:: Directions ::
Print, verbatim and with nothing else, the portion of the records below that opens with the line containing "Reviewer note: see that each instance of the makeshift" and closes with the line containing "Target: hanging towel", keeping both of those lines.

[Data extracted from a collection]
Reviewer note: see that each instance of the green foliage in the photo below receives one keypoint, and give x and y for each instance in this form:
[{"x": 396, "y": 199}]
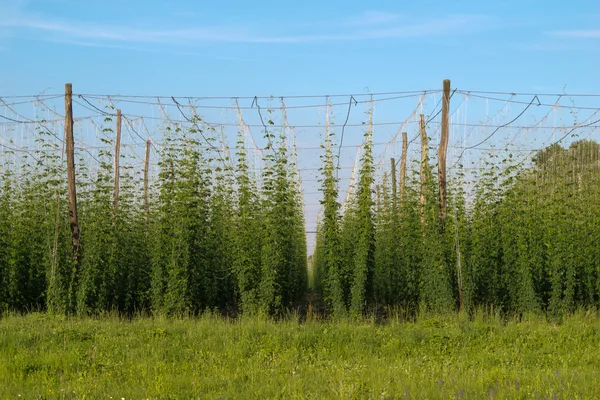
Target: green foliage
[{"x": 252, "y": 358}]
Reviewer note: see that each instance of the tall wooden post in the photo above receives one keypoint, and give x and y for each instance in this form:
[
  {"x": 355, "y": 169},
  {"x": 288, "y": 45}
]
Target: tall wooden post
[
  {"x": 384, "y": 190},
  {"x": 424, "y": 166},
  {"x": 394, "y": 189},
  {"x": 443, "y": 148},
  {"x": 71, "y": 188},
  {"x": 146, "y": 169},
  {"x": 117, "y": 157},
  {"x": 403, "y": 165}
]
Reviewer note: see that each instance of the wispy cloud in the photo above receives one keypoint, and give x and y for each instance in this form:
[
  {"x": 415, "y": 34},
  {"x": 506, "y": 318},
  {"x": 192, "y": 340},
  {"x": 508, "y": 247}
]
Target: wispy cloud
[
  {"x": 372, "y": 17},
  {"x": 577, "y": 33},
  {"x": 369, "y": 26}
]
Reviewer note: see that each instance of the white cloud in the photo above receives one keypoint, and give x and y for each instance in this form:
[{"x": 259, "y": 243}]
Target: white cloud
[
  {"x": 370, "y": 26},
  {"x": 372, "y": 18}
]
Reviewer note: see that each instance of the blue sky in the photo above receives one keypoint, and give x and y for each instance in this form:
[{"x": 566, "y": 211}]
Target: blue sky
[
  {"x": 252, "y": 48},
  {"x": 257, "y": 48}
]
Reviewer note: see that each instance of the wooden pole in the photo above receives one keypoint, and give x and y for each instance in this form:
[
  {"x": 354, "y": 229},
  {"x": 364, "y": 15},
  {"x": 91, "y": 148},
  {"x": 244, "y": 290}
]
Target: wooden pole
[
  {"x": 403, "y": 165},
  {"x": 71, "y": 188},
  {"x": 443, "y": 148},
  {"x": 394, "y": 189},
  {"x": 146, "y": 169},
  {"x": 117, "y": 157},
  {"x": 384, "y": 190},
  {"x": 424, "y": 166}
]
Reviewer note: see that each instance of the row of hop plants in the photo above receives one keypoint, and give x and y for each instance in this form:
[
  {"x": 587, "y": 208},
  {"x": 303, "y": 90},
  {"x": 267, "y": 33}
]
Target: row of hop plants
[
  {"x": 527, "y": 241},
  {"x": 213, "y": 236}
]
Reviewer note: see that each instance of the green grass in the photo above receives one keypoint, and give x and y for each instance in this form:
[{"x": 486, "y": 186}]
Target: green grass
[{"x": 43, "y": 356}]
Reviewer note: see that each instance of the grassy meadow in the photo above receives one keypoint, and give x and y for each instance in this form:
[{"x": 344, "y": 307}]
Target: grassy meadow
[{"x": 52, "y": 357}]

...

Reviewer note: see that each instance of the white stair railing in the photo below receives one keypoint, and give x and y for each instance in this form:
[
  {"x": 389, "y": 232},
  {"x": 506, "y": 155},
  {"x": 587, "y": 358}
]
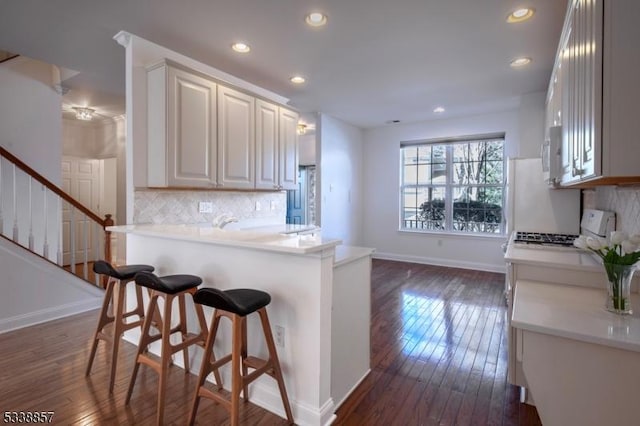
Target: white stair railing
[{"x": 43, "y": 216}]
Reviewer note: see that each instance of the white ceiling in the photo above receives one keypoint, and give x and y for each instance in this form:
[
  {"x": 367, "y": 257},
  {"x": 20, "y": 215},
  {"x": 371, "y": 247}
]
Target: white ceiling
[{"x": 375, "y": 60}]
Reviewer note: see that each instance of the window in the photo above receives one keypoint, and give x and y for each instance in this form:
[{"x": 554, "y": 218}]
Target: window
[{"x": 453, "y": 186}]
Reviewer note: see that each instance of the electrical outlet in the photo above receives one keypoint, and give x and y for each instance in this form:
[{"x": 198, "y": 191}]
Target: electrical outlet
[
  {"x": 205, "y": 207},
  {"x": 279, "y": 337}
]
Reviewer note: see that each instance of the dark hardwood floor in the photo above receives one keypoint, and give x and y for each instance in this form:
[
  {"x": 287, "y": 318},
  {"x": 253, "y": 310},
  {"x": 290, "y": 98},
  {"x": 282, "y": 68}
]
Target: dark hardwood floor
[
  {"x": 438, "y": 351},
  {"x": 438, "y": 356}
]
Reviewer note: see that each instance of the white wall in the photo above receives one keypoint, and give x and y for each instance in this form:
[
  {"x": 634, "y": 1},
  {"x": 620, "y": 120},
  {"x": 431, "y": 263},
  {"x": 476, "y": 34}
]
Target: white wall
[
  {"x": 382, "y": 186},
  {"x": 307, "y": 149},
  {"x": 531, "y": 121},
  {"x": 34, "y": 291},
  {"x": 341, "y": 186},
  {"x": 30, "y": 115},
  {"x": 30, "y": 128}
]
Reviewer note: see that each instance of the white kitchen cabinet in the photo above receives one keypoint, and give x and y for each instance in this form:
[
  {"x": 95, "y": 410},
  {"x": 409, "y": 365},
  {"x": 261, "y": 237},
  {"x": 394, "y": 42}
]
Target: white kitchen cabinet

---

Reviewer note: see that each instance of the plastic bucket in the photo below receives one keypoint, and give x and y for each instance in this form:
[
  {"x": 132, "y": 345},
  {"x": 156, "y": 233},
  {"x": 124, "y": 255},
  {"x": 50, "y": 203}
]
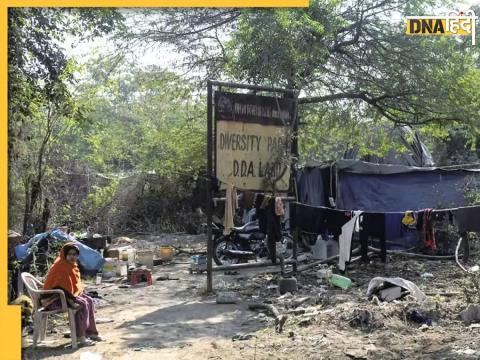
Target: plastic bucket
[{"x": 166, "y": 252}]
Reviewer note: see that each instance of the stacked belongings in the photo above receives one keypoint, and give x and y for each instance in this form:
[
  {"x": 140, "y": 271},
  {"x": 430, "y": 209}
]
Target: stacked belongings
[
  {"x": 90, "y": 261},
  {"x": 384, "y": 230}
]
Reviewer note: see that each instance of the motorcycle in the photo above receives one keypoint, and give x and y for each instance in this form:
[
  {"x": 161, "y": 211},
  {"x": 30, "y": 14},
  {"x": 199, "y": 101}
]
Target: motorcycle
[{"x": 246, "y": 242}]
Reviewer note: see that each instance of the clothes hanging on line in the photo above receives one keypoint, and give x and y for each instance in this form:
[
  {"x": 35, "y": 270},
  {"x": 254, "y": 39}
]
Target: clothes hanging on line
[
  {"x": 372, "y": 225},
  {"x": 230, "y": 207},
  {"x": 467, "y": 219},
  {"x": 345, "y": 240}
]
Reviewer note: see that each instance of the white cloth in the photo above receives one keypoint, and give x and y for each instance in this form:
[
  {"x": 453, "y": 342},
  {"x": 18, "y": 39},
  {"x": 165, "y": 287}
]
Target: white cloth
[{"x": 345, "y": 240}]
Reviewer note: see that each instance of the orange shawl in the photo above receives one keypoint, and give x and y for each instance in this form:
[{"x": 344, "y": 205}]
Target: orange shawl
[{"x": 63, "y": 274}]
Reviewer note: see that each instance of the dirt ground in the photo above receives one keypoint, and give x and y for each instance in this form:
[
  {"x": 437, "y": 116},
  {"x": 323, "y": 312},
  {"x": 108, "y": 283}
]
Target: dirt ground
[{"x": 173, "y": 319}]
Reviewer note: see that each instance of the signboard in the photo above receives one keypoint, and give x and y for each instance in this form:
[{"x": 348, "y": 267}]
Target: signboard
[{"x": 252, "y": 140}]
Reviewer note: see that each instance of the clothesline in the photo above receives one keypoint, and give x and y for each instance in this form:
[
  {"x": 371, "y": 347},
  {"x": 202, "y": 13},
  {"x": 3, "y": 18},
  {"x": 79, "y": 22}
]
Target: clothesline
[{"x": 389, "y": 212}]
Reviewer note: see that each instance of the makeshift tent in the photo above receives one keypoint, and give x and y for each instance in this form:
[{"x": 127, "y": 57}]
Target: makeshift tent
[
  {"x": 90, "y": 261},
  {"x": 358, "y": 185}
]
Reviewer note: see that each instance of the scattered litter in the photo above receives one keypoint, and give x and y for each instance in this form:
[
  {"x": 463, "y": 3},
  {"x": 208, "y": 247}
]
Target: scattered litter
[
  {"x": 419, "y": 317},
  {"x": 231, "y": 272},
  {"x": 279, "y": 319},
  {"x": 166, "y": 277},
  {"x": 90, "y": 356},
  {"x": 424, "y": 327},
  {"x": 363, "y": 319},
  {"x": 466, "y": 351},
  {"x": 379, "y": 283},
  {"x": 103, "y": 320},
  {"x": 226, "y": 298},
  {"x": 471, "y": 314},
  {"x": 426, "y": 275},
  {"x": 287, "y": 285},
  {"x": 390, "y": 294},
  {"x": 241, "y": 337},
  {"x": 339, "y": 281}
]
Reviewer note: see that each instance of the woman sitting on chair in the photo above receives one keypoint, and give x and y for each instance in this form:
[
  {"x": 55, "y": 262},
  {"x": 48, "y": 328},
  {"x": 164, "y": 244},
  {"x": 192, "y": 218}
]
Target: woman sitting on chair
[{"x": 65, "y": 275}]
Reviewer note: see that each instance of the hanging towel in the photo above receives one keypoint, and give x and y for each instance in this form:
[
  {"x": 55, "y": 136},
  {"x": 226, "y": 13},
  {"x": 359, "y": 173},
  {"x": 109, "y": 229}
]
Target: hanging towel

:: The completed task ::
Reviewer note: see that each instance of the makeshift tent in the photo above receives one keypoint, and give x and y for each instance in this form:
[{"x": 127, "y": 57}]
Target: makeshift tent
[
  {"x": 90, "y": 261},
  {"x": 358, "y": 185}
]
Reviewer note: see that each instance of the scattered litter in the photo above receives one keypoint, and give x and y for each instance in this form:
[
  {"x": 463, "y": 3},
  {"x": 208, "y": 247}
]
Target: scattered litter
[
  {"x": 419, "y": 317},
  {"x": 231, "y": 272},
  {"x": 279, "y": 319},
  {"x": 166, "y": 277},
  {"x": 90, "y": 356},
  {"x": 424, "y": 327},
  {"x": 363, "y": 319},
  {"x": 466, "y": 351},
  {"x": 379, "y": 283},
  {"x": 103, "y": 320},
  {"x": 226, "y": 298},
  {"x": 471, "y": 314},
  {"x": 426, "y": 275},
  {"x": 287, "y": 285},
  {"x": 390, "y": 294},
  {"x": 241, "y": 337},
  {"x": 339, "y": 281}
]
Reviewer note: see that each instance of the woman sitting on chair in the photo above receives one keypoint, and give x and y for each instance in this form:
[
  {"x": 55, "y": 262},
  {"x": 48, "y": 328},
  {"x": 164, "y": 244},
  {"x": 192, "y": 218}
]
Target: woman sitting on chair
[{"x": 65, "y": 275}]
Reviewer note: see that each instance of the hanging towel in the photo above receives one keypoint, and give x and y for each instance in this form:
[
  {"x": 55, "y": 136},
  {"x": 226, "y": 13},
  {"x": 359, "y": 173},
  {"x": 109, "y": 229}
]
Target: hanging towel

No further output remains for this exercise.